• [EXTRAIT CHOISI]
+ + + + +
On n’écrit jamais que pour être lu, fût-ce par soi-même. On se sent alors exister par l’écriture, en ce qu’elle construit l’être en croyant ne faire que l’exprimer.
Lorsqu’un auteur déjà renommé publie son Journal après l’avoir sciemment relu et revu, il veut surtout se produire comme acteur-narrateur de ses jours sur la scène littéraire où il sera applaudi/admiré pour l’excellence supposée de ce que vit sa personne, au risque de mériter l’analyse critique des impostures inhérentes au genre de l’autobiographie que j’ai déjà évoquées.
Apparemment, il n’en est pas de même lorsqu’un adolescent en quête de lui-même entreprend la rédaction d’un journal personnel, sans du tout envisager de publier ce qui concerne son « for intérieur », ou ce qu’il y a d’intime dans sa vie relationnelle. La question se pose toutefois de savoir, puisqu’il écrit, et en principe seulement pour lui-même, s’il n’est pas aussi habité par l’arrière-pensée (première chez l’écrivain publié) de se produire aux yeux d’un lecteur virtuel, un « public » inconnu et fantasmé, qui s’ébahirait de l’étoffe de son être profond. Quoi qu’il en soit, il écrit au moins pour ce lecteur qu’il est lui-même, mais modifié en cet autre lui-même qu’il sera devenu quelques temps plus tard, se prouvant ainsi son identité foncière, sa réalité existentielle survivant à la fuite du temps : le « je » d’aujourd’hui semble en appeler au « je » de demain, si bien que, jouant de ce double « je », il se pérennise en personnage-acteur et écrivain de sa vie qui, un jour peut-être, sera reconnu comme tel. L’écriture de soi tient lieu à notre auteur clandestin de miroir de Narcisse : il s’y prend pour sa propre image, se joue la comédie des facettes qu’il se donne, confond la connaissance de soi avec l’invention de ses virtualités, et, par l’usage du verbe, prend ses postures intimes pour sa nature profonde.
+ + + + +
[Données sources]
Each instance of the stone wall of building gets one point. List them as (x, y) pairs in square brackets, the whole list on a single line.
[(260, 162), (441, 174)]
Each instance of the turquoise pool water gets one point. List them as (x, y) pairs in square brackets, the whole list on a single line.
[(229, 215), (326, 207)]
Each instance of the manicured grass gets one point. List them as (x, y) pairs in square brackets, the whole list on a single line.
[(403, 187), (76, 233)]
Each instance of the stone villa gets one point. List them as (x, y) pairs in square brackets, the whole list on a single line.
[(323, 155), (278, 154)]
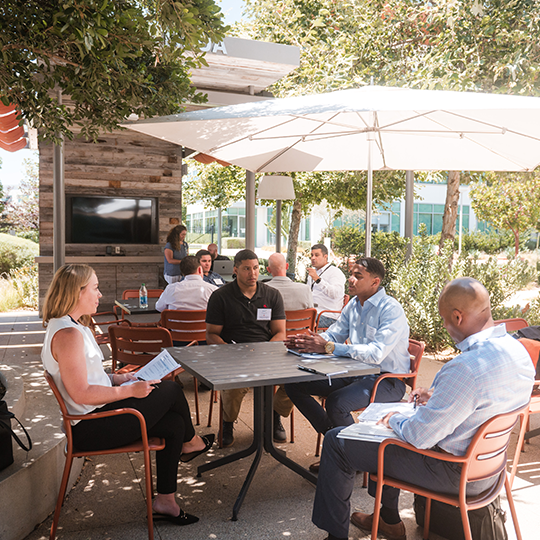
+ + + + +
• [BUT DE L'EXERCICE]
Recopiez mot pour mot le passage de l'extrait sur le journal intime, de « Lorsqu’un auteur déjà » à « j’ai déjà évoquées. ». Les enregistrements forment un matériau distinct de l'extrait.

• [RÉSULTAT ATTENDU]
Lorsqu’un auteur déjà renommé publie son Journal après l’avoir sciemment relu et revu, il veut surtout se produire comme acteur-narrateur de ses jours sur la scène littéraire où il sera applaudi/admiré pour l’excellence supposée de ce que vit sa personne, au risque de mériter l’analyse critique des impostures inhérentes au genre de l’autobiographie que j’ai déjà évoquées.